**Task brief**
Set the listing down again, exactly as it stands below.

**Data extracts**
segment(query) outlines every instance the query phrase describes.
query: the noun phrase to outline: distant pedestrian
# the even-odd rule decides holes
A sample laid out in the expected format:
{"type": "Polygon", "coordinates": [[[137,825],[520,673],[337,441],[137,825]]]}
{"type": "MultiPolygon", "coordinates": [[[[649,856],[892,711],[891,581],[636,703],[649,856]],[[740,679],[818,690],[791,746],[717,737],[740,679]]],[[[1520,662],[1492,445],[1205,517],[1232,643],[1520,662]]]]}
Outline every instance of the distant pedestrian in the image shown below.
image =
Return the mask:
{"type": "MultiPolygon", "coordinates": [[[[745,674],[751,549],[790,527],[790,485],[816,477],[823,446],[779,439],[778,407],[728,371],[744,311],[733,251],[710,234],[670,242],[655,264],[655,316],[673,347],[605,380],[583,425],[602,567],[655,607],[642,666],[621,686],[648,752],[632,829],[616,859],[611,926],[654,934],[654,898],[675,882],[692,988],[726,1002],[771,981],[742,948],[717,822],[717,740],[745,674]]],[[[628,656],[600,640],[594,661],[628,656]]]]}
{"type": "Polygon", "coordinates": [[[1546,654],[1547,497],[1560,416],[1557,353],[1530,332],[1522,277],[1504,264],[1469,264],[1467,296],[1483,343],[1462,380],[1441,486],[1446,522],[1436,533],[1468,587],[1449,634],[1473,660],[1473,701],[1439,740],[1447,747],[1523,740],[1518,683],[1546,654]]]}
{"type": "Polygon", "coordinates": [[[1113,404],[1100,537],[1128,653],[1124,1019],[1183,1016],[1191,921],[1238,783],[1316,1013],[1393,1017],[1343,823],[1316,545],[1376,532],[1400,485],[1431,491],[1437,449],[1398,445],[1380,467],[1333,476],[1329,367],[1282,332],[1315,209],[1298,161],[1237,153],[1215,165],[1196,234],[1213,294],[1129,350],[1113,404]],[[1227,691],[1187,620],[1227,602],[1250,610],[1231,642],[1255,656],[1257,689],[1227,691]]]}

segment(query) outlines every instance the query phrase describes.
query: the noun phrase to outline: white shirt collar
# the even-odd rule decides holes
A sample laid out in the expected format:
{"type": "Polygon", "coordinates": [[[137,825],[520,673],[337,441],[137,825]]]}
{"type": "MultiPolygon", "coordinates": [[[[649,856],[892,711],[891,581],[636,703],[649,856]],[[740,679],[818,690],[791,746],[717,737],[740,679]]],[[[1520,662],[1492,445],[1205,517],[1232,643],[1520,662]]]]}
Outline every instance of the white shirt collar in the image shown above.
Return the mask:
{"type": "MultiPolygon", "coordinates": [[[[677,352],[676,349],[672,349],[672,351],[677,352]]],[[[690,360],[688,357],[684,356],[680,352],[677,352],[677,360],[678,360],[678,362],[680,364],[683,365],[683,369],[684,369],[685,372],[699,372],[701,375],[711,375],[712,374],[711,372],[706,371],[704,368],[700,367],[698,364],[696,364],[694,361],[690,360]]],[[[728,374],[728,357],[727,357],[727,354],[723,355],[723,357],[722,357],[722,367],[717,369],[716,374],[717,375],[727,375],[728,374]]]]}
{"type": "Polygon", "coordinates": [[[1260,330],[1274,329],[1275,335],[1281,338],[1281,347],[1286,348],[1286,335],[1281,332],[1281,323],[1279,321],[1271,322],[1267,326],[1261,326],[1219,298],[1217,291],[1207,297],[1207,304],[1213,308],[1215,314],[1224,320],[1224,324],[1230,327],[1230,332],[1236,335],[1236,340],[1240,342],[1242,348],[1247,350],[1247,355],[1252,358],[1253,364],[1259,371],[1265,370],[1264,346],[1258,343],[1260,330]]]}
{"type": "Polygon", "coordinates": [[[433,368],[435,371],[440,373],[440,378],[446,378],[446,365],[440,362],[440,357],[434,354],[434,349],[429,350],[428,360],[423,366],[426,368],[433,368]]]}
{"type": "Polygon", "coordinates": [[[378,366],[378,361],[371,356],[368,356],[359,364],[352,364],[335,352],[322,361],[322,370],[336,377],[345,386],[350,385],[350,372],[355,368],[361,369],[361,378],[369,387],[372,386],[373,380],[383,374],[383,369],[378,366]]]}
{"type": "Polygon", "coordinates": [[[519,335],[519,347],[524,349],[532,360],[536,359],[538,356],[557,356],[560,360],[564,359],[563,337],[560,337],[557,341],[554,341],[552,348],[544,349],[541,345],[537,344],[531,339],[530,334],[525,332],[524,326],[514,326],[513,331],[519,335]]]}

**Written reply**
segment(query) outlines every instance the query phrase describes.
query: the noun phrase to outline: distant pedestrian
# the even-odd rule decides holes
A sample laid out in the expected format:
{"type": "Polygon", "coordinates": [[[137,825],[520,673],[337,441],[137,825]]]}
{"type": "MultiPolygon", "coordinates": [[[[649,856],[892,711],[891,581],[636,703],[649,856]],[[740,679],[818,690],[791,746],[717,737],[740,679]]],[[[1520,662],[1492,445],[1205,517],[1232,643],[1520,662]]]]}
Outline every instance of the distant pedestrian in the image shown below.
image =
Return the mask:
{"type": "MultiPolygon", "coordinates": [[[[745,674],[751,549],[790,527],[790,485],[816,477],[823,446],[779,439],[778,407],[728,371],[744,311],[733,251],[710,234],[670,242],[655,264],[655,316],[673,347],[605,380],[583,425],[602,567],[655,607],[642,666],[621,686],[648,752],[632,829],[616,859],[611,926],[654,934],[654,898],[675,882],[692,988],[726,1002],[771,981],[742,948],[717,822],[717,740],[745,674]]],[[[628,656],[600,640],[594,661],[628,656]]]]}
{"type": "Polygon", "coordinates": [[[1546,654],[1547,497],[1560,416],[1557,353],[1530,332],[1522,277],[1504,264],[1469,264],[1467,296],[1483,343],[1462,380],[1441,486],[1446,522],[1436,533],[1468,587],[1449,634],[1473,660],[1473,701],[1439,740],[1447,747],[1523,740],[1518,683],[1546,654]]]}
{"type": "Polygon", "coordinates": [[[1113,404],[1100,537],[1128,653],[1124,1019],[1183,1016],[1191,921],[1238,783],[1316,1013],[1393,1017],[1343,823],[1316,545],[1376,532],[1400,485],[1431,491],[1437,449],[1398,445],[1380,467],[1333,476],[1329,367],[1282,332],[1315,209],[1298,161],[1237,153],[1215,165],[1196,234],[1213,294],[1129,350],[1113,404]],[[1227,691],[1187,620],[1227,602],[1250,610],[1231,642],[1255,656],[1257,689],[1227,691]]]}

segment(query) outlines every instance the query phrase describes.
query: the noun phrase to outline: white shirt collar
# the even-odd rule decides holes
A sample laid out in the expected format:
{"type": "Polygon", "coordinates": [[[137,825],[520,673],[337,441],[137,825]]]}
{"type": "MultiPolygon", "coordinates": [[[[649,856],[892,711],[891,581],[636,703],[649,856]],[[740,679],[818,690],[791,746],[717,737],[740,679]]],[[[1520,662],[1492,445],[1205,517],[1232,643],[1520,662]]]]}
Outline every instance of the white shirt collar in the image shown above.
Return the mask:
{"type": "MultiPolygon", "coordinates": [[[[677,352],[676,349],[672,349],[672,351],[677,352]]],[[[690,360],[688,357],[684,356],[680,352],[677,352],[677,360],[678,360],[678,362],[680,364],[683,365],[683,369],[684,369],[685,372],[699,372],[701,375],[711,375],[712,374],[711,372],[706,371],[704,368],[700,367],[698,364],[696,364],[694,361],[690,360]]],[[[728,374],[728,357],[727,357],[727,354],[723,355],[723,357],[722,357],[722,367],[717,369],[716,374],[717,375],[727,375],[728,374]]]]}
{"type": "Polygon", "coordinates": [[[1260,330],[1274,329],[1275,335],[1281,338],[1281,347],[1286,348],[1286,335],[1281,332],[1281,323],[1279,321],[1271,322],[1267,326],[1261,326],[1219,298],[1217,291],[1207,297],[1207,304],[1213,308],[1215,314],[1224,320],[1224,324],[1230,327],[1230,332],[1236,335],[1236,340],[1240,342],[1242,348],[1247,350],[1247,355],[1252,358],[1253,364],[1259,371],[1265,370],[1264,346],[1258,343],[1260,330]]]}
{"type": "Polygon", "coordinates": [[[433,368],[435,371],[440,373],[440,378],[446,378],[446,365],[440,362],[440,357],[434,354],[434,349],[429,350],[428,360],[423,366],[426,368],[433,368]]]}
{"type": "Polygon", "coordinates": [[[378,366],[378,361],[371,356],[368,356],[359,364],[352,364],[335,352],[322,361],[322,370],[336,377],[345,386],[350,385],[350,372],[355,368],[361,369],[361,378],[369,387],[372,386],[373,380],[383,374],[383,369],[378,366]]]}
{"type": "Polygon", "coordinates": [[[519,335],[519,347],[524,349],[532,360],[536,359],[538,356],[557,356],[560,360],[564,359],[563,337],[560,337],[557,341],[554,341],[552,348],[544,349],[541,345],[537,344],[531,339],[530,334],[525,332],[524,326],[514,326],[513,331],[519,335]]]}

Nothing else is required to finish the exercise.